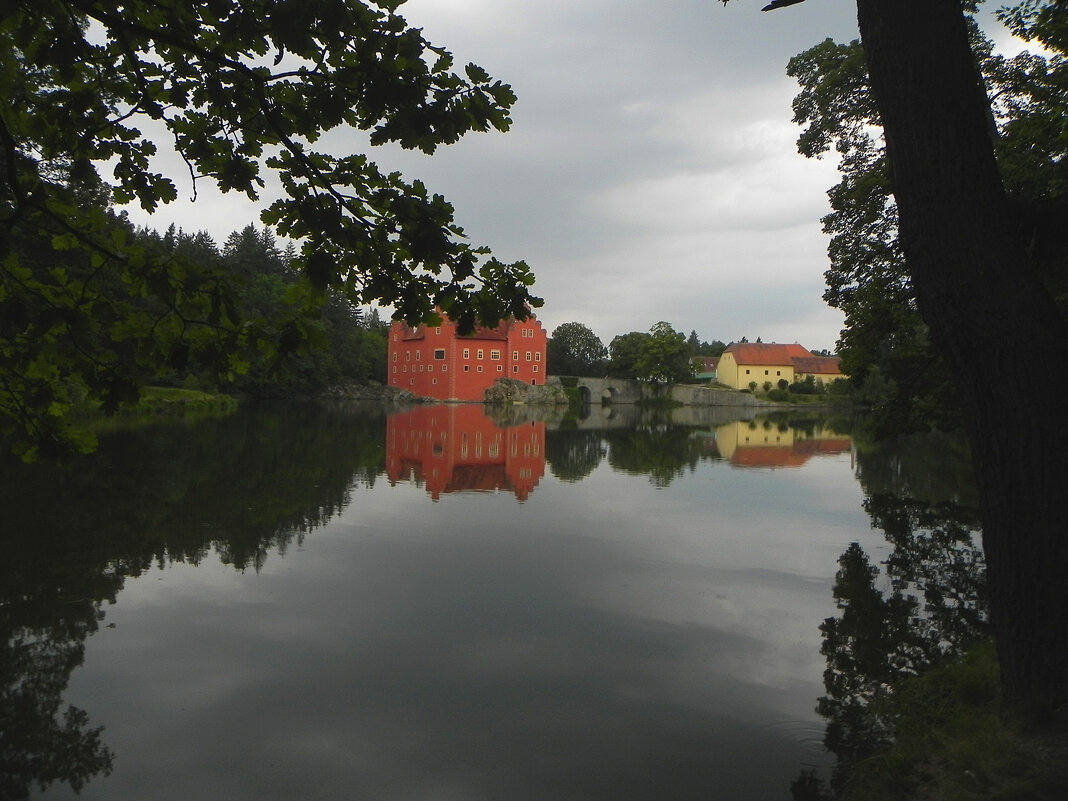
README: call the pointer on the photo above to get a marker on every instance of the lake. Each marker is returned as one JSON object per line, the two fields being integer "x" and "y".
{"x": 327, "y": 601}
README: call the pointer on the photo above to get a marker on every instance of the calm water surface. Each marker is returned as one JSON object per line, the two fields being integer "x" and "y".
{"x": 324, "y": 602}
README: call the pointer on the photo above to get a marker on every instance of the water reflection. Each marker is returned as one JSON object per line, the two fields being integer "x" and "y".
{"x": 240, "y": 487}
{"x": 608, "y": 640}
{"x": 779, "y": 441}
{"x": 458, "y": 449}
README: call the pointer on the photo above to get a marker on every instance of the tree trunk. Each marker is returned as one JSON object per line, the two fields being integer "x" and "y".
{"x": 995, "y": 324}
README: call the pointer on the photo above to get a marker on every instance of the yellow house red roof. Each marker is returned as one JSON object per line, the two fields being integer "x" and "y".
{"x": 768, "y": 352}
{"x": 818, "y": 365}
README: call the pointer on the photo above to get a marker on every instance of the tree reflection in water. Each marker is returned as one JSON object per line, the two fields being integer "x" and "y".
{"x": 242, "y": 487}
{"x": 922, "y": 611}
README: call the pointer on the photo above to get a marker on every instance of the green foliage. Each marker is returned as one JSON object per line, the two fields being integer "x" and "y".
{"x": 885, "y": 347}
{"x": 576, "y": 350}
{"x": 240, "y": 90}
{"x": 663, "y": 358}
{"x": 624, "y": 350}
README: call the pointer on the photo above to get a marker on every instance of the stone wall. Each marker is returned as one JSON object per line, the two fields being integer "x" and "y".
{"x": 509, "y": 391}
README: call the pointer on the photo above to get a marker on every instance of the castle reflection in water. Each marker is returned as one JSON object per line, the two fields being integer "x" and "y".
{"x": 458, "y": 449}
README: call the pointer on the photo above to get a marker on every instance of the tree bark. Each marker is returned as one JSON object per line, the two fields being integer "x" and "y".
{"x": 993, "y": 320}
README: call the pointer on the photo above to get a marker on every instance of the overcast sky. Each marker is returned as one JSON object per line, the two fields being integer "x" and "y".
{"x": 650, "y": 173}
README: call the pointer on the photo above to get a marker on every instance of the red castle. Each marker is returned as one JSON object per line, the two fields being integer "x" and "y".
{"x": 439, "y": 363}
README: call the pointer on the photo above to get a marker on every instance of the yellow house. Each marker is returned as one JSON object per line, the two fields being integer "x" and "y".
{"x": 743, "y": 363}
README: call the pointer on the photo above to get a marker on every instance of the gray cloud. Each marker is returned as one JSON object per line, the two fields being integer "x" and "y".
{"x": 650, "y": 173}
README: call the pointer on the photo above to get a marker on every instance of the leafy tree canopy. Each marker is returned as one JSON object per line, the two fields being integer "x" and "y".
{"x": 885, "y": 345}
{"x": 239, "y": 90}
{"x": 574, "y": 349}
{"x": 663, "y": 358}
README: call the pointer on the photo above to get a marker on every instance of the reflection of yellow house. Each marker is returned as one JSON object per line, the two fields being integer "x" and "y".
{"x": 743, "y": 363}
{"x": 760, "y": 443}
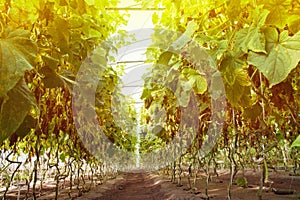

> [Requirement]:
Please print each entry exactly as it stands, without the pictures.

> [Worked solution]:
README: call the pointer on the photo above to get a marker on every instance of the lake. Each marker is returned as one JSON object per line, the two fields being integer "x" and "y".
{"x": 327, "y": 601}
README: call the pointer on the photo above to get a marker on every instance of the calm water surface. Each marker is returned as one JSON object per line, the two fields being integer "x" and "y".
{"x": 324, "y": 602}
README: call the pointer on the photo above to get a marker on every instance of the water reflection. Each marker is returned as one JSON object per line, the two fields being integer "x" and "y".
{"x": 240, "y": 487}
{"x": 608, "y": 640}
{"x": 779, "y": 441}
{"x": 458, "y": 449}
README: call the pointer on the photo above to get a marker on every instance of the tree trunk. Each marker is returned as one JSON object per line, the two fields being integer "x" and "y".
{"x": 995, "y": 324}
README: call the pointer on the photo above to get a marker on every instance of the yellow house red roof. Each marker is returned as one JSON object per line, the two fields being integer "x" and "y".
{"x": 768, "y": 352}
{"x": 818, "y": 365}
README: call the pointer on the photo above to get a marker on every instance of the tree reflection in water. Each marker is returned as one JSON object per line, the two fields being integer "x" and "y".
{"x": 242, "y": 487}
{"x": 922, "y": 611}
README: call the pointer on the photo above to get a marker on every instance of the green foliage. Each marker is returned as one JSON object per line, the two fields being integer "x" and "y".
{"x": 885, "y": 347}
{"x": 576, "y": 350}
{"x": 240, "y": 90}
{"x": 663, "y": 358}
{"x": 624, "y": 350}
README: call the pointer on the photo above to get a marker on every instance of the stone wall. Each marker is returned as one JSON object per line, the two fields being integer "x" and "y".
{"x": 509, "y": 391}
README: call the pointer on the photo above to get a marker on every instance of the castle reflection in water. Each marker is returned as one JSON object per line, the two fields being integer "x" and "y".
{"x": 458, "y": 449}
README: call the pointer on the photo above to get a marker on every instance of the tree bark. Each marker is returned as one JSON object per line, the two fields being integer "x" and "y".
{"x": 993, "y": 320}
README: call the pointer on the photo above to get a marker on every instance of the overcast sky. Each marker is returned as one JSON object per line, the two fields being integer "x" and "y".
{"x": 650, "y": 173}
README: call the pointer on the photo above to get a marker on every instance of the red castle. Each marker is returned as one JSON object per line, the two fields being integer "x" and "y".
{"x": 439, "y": 363}
README: call the pointer on the photo above to get a marker on every instance of the yellow house. Each marker is returned as one JSON object per line, the two fields being integer "x" and "y".
{"x": 743, "y": 363}
README: call the pointer on the photo above to get a marker on every instance of the gray cloud. Each marker is returned as one JSON object per line, the two fields being integer "x" and "y".
{"x": 650, "y": 173}
README: call the pointer on the photo above to get a marker on every instance of the leafy tree canopy. Each marker is returned as one JSON object per line, the two fields being integer "x" and "y".
{"x": 885, "y": 345}
{"x": 239, "y": 90}
{"x": 574, "y": 349}
{"x": 663, "y": 358}
README: call the pointer on the photo above to get a marker on every instance of the reflection of yellow house. Each marker is returned as one JSON object per line, the two fields being integer "x" and "y".
{"x": 743, "y": 363}
{"x": 760, "y": 443}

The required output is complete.